Supplied passage:
══════════
North Carolina Election Agencies First Learned They'd Been Hacked From Leaked Documents Published By The Intercept

from the accelerated-disclosure dept

At the time, the documents leaked by NSA contractor Reality Winner -- showing Russian interference in the recent election -- didn't seem to be of much importance. They showed something that had long been suspected, but also showed the NSA performing the sort of surveillance no one really disapproves of. The documents were in the public's interest, but weren't necessarily of the "whistleblower" variety.

That aspect of the documents hasn't changed, but public interest in the unauthorized disclosure certainly has. In a post for Emptywheel, Marcy Wheeler takes on an NPR story about actions taken by electoral agencies as a result of the leak.

The company that provided the software for the poll books is VR Systems — the company that the document Reality Winner leaked showed had been probed by Russian hackers.

[S]usan Greenhalgh, who’s part of an election security group called Verified Voting, worried that authorities underreacted. She was monitoring developments in Durham County when she saw a news report that the problem pollbooks were supplied by a Florida company named VR Systems.

“My stomach just dropped,” says Greenhalgh.

She knew that in September, the FBI had warned Florida election officials that Russians had tried to hack one of their vendor’s computers. VR Systems was rumored to be that company.

Now, there's an investigation underway in North Carolina, linked directly to the documents leaked by Reality Winner. Josh Lawson, general counsel for the state's board of elections, said it first learned about the hacking from the Intercept's article.

Which makes you wonder when the federal government was going to get around to notifying affected state agencies. When local agencies are learning about Russian hacking from leaked documents rather than straight from the source, the downward flow of pertinent information seems to be more than a little broken.
══════════
Position identification entries

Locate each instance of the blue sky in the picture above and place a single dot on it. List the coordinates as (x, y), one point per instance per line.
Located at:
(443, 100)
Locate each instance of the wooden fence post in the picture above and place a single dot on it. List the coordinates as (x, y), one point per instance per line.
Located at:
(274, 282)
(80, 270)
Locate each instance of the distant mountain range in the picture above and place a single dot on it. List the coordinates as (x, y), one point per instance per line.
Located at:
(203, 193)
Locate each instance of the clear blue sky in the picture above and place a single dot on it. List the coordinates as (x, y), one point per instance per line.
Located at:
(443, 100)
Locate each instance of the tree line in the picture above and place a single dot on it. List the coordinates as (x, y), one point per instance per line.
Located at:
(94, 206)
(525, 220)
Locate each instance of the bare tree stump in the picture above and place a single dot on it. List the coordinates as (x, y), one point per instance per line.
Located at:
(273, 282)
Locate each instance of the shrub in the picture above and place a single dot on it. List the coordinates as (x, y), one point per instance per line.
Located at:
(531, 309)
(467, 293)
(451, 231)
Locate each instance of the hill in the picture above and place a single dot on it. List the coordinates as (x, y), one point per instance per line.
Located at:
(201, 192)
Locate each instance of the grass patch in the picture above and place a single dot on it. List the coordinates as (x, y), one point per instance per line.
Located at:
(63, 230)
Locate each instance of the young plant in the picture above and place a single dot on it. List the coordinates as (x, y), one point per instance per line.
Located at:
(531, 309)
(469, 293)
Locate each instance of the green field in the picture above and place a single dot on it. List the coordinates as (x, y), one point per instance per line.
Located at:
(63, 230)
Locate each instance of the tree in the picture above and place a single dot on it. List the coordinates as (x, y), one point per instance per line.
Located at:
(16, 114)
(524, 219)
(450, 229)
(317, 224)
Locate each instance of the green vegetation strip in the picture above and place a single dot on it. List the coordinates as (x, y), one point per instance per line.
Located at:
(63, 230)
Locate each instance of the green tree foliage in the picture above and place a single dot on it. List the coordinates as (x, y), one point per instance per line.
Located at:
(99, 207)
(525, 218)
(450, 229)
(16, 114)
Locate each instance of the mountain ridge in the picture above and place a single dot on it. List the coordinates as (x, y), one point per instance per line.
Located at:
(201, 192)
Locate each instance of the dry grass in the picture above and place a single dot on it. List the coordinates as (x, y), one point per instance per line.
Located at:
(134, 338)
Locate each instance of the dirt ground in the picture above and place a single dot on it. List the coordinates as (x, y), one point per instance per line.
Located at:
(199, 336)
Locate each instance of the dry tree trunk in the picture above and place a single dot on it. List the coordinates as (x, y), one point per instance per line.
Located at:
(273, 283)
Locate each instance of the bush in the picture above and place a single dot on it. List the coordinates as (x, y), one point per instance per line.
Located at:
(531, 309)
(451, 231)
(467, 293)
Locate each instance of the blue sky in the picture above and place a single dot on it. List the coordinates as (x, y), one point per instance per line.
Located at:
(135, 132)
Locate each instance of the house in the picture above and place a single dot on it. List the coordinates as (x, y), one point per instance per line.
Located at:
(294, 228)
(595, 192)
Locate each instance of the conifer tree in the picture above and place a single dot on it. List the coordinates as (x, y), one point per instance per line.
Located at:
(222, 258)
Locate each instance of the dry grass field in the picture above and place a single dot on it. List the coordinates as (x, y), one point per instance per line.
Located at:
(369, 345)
══════════
Direction:
Please resume the article on North Carolina election agencies and the leaked NSA documents, picking up after its final sentence.

The answer:
Not that this news will do Winner any good as she heads to court. As noted by Ed Snowden earlier, and reaffirmed here by Marcy Wheeler, any positive outcomes resulting from leaked documents can't be raised by the defendant.

Last week, Magistrate Judge Brian Epps imposed a protection order in her case that prohibits her or her team from raising any information from a document the government deems to be classified, even if that document has been in the public record. That includes the document she leaked.

The protective order is typical for leak cases. Except in this case, it covers information akin to information that appeared in other outlets without eliciting a criminal prosecution. And more importantly, Winner could now point to an important benefit of her leak, if only she could point to the tie between her leak and this investigation in North Carolina.

With the protection order, she can’t.

This is generally how things go in espionage cases. This is what Snowden detractors ignore when they argue he should just return home and face a "fair trial." There are no fair trials in espionage cases. In Winner's case, the order is so broad it forbids her legal reps from discussing any classified document or any document they believe might be classified (or derived from classified documents), even if those documents have been leaked and published by journalistic entities.

The info in the leaked documents led to an investigation. This may excuse the leak in the minds of those whose first encounter with evidence of Russian hacking came from a site known for publishing leaks, rather than the federal government performing the surveillance that uncovered it. But this is of no use to Reality Winner, or any leaker in her position. No matter how much good may result from unauthorized disclosures, the government only cares about the authorization.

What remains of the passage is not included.